**LISTE DES TÂCHES:**
(a) Recopiez sans rien changer le passage du texte source allant de "Breton se lamentait" à "écrivains en particulier.".
(b) Traduisez en anglais la phrase suivante du texte source : « Breton se lamentait de ce qu’on ne pouvait plus faire scandale « de nos jours ». »
(c) Selon le texte source, de quelle station de radio proviennent les émissions dont le ton onctueux est critiqué ?

**TEXTE SOURCE:**
---
Je suis toujours frappé par le ton onctueux et la déférence mielleuse qui caractérisent la façon de parler et de s’adresser à des auteurs et autrices par le biais desquels le ou la journaliste se valorise en faisant étalage de son bon goût, de sa connaissance « profonde » de l’œuvre traitée lors des émissions de France Culture. On est de bout en bout dans le culturellement correct.

Je pense qu’un Rimbaud moderne s’amuserait en bon punk à roter et à péter à l’antenne, s’il était invité à l’une de ces émissions bon chic bon genre qu’on nous sert avec la régularité d’une horloge atomique. Un Bukowski rond comme une pelle à Apostrophe qui tente de soulever les jupes d’une autrice outrée par tant d’indécence, ça ne se voit pas tous les jours !

Breton se lamentait de ce qu’on ne pouvait plus faire scandale « de nos jours ». S’il vivait à notre époque, ce jeune dandy des Lettres qu’il était il y a un siècle aurait dû faire face à la censure affûtée des wokistes au moins autant qu’à l’hostilité des conservateurs bon teint qui redressent l’échine et reprennent du galon, depuis qu’un certain Grand Soir a vécu.

Que l’on soit dans la violence pure et simple dont firent preuve tchékistes ou gestapistes hier ou djihadistes récemment ou que l’on tolère dans l’espace public les sirènes des « Frères musulmans », des identitaires français ou des chrétiens intégristes ou non, c’est le même danger qui plane sur la liberté de tous en général et des écrivains en particulier.

Tous les « ismes » m’exaspèrent : fascisme, nazisme, conservatisme et communisme d’hier et d’aujourd’hui, djihadisme et wokisme en sus de nos jours, comme si ça ne suffisait pas : toutes idéologies confondues qui sont l’affirmation holiste du primat du collectif sur l’individu libre et autonome que se doit d’être tout écrivain sous peine de déchoir, s’il s’acoquine avec l’une ou l’autre de ces idéologies mortifères.
---
**LIGNES AFFICHÉES:**
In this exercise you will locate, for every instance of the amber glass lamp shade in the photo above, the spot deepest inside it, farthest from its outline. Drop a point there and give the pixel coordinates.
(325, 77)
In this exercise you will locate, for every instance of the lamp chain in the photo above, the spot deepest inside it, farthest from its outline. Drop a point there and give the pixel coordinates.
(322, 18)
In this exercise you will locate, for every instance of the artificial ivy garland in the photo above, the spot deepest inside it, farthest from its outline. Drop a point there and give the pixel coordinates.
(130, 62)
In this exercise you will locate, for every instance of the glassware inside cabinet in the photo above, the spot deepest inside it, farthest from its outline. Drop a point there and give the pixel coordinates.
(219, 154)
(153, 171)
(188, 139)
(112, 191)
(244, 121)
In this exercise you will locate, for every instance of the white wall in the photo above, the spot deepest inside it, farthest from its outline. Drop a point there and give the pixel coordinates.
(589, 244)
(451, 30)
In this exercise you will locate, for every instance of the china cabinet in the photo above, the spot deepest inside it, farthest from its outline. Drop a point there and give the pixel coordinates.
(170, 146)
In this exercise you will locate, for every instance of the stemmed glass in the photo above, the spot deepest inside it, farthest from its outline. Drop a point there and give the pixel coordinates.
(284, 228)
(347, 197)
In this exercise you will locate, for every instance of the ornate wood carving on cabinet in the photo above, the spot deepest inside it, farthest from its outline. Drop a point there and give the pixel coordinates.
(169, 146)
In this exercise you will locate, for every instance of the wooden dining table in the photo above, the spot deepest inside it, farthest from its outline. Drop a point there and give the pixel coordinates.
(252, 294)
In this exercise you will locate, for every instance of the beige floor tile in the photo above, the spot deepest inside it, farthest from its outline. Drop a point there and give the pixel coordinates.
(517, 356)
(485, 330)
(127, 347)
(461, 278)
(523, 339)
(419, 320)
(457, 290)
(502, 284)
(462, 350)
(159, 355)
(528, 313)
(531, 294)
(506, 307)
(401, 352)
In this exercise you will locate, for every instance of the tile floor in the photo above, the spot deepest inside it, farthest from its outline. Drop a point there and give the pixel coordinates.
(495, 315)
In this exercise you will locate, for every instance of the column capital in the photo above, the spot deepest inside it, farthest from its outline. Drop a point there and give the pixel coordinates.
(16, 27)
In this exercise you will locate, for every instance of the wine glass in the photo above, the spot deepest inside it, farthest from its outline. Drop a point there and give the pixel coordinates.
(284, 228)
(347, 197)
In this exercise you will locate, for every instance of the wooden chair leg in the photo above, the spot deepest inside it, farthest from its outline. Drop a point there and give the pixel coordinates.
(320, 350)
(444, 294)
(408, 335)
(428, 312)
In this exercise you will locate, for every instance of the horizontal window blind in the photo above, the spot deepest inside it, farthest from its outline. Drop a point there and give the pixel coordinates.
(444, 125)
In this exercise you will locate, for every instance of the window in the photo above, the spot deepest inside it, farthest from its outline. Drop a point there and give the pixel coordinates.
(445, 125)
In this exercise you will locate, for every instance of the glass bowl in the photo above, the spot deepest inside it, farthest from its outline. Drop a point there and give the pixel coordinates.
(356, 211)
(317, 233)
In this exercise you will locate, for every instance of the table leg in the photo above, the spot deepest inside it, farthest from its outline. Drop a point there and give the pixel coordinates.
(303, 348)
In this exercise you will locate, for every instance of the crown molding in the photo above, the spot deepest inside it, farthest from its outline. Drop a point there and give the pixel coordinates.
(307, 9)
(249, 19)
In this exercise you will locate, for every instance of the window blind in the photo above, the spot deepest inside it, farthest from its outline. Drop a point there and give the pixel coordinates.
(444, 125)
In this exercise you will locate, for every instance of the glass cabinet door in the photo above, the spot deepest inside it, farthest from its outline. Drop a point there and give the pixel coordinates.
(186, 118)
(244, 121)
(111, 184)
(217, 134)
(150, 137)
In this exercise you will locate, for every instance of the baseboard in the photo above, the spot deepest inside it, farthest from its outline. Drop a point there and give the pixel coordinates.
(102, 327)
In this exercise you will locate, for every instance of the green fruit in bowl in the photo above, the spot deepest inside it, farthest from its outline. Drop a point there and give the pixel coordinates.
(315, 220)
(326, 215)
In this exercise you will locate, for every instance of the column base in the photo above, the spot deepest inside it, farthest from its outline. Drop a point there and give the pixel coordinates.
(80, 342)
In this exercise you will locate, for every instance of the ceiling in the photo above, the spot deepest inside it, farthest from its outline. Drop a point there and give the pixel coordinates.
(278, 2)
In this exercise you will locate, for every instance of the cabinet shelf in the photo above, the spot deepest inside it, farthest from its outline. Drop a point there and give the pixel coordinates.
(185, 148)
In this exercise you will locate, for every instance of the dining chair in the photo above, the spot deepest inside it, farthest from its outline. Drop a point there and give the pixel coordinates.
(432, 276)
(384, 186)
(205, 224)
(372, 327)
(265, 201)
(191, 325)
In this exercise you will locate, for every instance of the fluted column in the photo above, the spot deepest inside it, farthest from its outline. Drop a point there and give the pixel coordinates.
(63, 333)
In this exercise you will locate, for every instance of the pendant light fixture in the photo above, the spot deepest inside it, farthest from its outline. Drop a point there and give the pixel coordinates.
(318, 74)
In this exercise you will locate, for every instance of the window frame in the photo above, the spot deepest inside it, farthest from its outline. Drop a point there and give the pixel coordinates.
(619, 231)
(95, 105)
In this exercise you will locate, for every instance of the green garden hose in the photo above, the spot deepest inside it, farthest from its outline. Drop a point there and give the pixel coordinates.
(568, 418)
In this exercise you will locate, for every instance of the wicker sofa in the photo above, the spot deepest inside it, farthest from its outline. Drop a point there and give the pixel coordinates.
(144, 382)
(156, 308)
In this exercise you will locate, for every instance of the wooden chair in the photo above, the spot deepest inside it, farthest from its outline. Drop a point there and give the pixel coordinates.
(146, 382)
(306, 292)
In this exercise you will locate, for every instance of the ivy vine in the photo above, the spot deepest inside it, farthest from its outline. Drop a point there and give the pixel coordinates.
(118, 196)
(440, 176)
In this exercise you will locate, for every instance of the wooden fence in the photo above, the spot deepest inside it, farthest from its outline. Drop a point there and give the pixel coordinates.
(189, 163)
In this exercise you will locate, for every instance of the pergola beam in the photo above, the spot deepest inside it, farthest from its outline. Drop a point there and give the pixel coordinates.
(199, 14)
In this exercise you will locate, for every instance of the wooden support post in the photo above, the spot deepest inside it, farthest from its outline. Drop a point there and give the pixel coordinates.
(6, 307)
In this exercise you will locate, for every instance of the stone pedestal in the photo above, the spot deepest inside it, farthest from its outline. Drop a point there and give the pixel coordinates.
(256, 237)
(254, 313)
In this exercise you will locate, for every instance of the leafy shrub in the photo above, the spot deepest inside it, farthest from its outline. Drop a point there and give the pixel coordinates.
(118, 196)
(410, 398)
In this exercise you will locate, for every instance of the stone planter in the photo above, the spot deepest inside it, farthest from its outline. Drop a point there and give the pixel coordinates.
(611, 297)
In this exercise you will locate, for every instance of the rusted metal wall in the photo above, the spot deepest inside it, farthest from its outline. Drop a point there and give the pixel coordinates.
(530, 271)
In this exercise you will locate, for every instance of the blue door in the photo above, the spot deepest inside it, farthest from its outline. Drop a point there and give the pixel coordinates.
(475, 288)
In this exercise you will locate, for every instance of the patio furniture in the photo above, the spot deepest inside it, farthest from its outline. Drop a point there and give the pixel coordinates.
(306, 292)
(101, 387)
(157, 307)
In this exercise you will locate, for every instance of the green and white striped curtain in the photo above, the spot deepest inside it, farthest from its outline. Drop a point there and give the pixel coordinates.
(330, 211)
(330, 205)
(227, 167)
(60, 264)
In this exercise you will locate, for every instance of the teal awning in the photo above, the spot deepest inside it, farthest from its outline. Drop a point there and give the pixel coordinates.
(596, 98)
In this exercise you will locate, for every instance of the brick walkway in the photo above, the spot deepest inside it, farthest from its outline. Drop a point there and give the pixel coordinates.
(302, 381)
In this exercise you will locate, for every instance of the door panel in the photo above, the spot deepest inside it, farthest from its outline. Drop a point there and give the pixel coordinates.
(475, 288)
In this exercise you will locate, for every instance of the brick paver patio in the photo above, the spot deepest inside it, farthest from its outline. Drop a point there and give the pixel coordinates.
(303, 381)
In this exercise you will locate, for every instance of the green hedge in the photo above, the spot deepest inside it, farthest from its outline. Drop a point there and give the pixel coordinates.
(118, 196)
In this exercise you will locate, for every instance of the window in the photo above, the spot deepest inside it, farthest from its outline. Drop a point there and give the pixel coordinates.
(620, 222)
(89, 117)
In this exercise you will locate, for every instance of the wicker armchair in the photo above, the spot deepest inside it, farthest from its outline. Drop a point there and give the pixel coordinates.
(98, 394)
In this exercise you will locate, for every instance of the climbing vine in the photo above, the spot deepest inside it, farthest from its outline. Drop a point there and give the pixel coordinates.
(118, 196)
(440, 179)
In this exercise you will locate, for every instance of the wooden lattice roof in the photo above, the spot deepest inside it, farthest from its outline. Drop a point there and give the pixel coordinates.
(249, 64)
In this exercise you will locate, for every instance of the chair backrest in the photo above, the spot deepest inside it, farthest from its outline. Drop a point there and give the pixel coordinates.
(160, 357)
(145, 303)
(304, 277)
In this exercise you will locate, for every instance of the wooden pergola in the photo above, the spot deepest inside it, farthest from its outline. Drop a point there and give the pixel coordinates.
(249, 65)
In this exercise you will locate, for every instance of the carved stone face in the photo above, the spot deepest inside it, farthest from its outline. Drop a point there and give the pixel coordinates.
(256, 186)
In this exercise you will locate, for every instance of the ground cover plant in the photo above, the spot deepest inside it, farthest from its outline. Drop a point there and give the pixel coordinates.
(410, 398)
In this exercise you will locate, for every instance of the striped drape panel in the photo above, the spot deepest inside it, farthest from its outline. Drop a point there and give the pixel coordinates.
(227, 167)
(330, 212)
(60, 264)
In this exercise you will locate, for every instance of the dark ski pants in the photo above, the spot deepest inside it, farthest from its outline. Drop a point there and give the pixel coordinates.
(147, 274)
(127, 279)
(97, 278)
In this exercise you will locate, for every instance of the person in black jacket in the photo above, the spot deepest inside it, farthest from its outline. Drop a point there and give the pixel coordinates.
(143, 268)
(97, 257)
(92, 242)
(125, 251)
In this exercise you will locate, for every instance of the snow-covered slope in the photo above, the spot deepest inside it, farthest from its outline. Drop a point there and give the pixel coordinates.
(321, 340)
---
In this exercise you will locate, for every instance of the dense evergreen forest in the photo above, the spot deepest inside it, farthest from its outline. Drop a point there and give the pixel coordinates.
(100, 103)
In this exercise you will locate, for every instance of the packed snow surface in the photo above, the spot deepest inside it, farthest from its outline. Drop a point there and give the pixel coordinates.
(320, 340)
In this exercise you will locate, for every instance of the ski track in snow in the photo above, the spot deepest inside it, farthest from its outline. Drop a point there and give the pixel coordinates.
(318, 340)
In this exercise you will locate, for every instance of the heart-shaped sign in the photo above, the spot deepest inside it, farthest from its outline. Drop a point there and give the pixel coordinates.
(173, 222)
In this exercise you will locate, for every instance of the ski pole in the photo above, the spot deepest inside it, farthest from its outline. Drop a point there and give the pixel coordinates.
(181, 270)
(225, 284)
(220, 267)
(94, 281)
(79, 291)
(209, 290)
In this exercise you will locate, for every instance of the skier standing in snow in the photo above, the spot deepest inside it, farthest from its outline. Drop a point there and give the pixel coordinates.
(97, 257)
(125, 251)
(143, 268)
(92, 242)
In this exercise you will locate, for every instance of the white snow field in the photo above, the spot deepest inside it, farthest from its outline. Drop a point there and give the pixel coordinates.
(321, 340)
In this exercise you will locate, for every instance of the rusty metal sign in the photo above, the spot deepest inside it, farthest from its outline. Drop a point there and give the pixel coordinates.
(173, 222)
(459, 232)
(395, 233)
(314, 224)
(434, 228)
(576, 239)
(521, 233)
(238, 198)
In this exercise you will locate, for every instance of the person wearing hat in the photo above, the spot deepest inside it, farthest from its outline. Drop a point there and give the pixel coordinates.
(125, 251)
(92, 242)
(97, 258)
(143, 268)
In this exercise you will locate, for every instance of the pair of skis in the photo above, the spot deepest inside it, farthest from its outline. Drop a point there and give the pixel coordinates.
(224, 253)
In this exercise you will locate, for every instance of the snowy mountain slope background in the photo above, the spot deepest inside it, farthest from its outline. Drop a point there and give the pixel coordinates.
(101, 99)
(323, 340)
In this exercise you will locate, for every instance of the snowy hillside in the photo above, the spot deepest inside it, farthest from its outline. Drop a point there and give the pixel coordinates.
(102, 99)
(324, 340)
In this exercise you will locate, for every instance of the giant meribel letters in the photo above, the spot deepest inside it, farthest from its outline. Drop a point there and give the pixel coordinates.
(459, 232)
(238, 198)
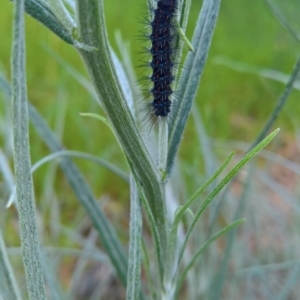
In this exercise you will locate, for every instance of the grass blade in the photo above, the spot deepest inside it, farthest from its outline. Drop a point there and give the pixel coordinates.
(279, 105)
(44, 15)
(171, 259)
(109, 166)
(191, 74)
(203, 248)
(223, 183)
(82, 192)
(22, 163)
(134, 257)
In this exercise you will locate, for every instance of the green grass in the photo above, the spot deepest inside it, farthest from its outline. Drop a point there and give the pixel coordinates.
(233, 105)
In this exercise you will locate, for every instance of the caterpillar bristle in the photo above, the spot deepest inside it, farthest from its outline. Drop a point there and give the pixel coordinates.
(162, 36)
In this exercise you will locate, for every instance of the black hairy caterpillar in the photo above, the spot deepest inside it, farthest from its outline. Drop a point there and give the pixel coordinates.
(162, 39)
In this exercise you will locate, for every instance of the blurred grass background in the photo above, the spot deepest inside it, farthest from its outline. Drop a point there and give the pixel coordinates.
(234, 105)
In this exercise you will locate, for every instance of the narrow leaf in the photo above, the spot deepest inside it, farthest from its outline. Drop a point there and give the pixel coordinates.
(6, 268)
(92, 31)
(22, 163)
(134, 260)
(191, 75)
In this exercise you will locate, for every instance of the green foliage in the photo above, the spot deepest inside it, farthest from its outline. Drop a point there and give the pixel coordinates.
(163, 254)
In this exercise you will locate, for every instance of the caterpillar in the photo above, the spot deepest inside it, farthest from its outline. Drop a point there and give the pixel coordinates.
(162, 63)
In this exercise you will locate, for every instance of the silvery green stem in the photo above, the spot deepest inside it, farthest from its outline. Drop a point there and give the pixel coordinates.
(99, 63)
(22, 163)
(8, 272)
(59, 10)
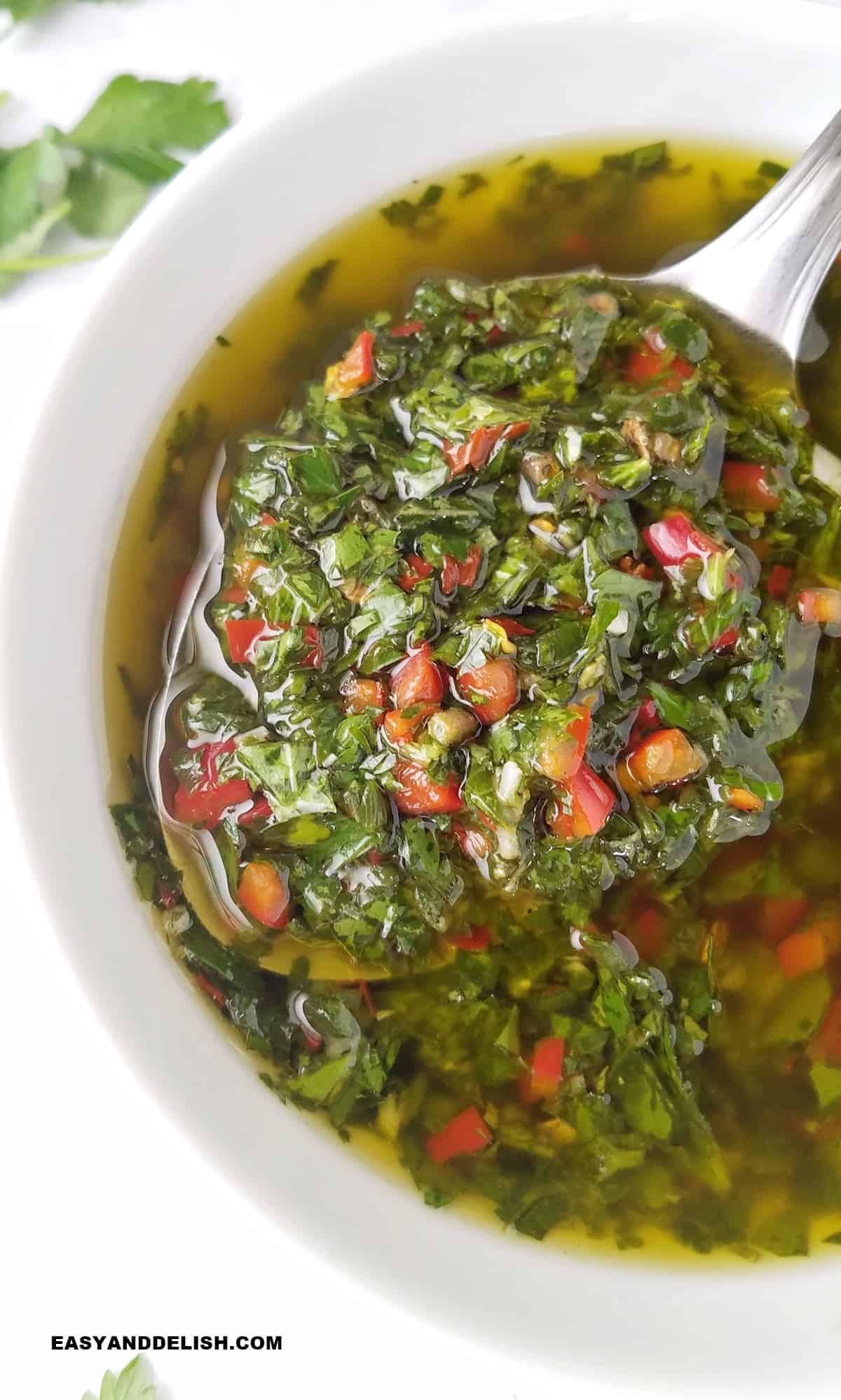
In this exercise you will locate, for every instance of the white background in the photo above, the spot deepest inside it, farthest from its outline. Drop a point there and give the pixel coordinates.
---
**RÉSULTATS PAR TÂCHE:**
(a)
Breton se lamentait de ce qu’on ne pouvait plus faire scandale « de nos jours ». S’il vivait à notre époque, ce jeune dandy des Lettres qu’il était il y a un siècle aurait dû faire face à la censure affûtée des wokistes au moins autant qu’à l’hostilité des conservateurs bon teint qui redressent l’échine et reprennent du galon, depuis qu’un certain Grand Soir a vécu.

Que l’on soit dans la violence pure et simple dont firent preuve tchékistes ou gestapistes hier ou djihadistes récemment ou que l’on tolère dans l’espace public les sirènes des « Frères musulmans », des identitaires français ou des chrétiens intégristes ou non, c’est le même danger qui plane sur la liberté de tous en général et des écrivains en particulier.

(b) Breton lamented that one could no longer cause a scandal "nowadays."

(c) France Culture.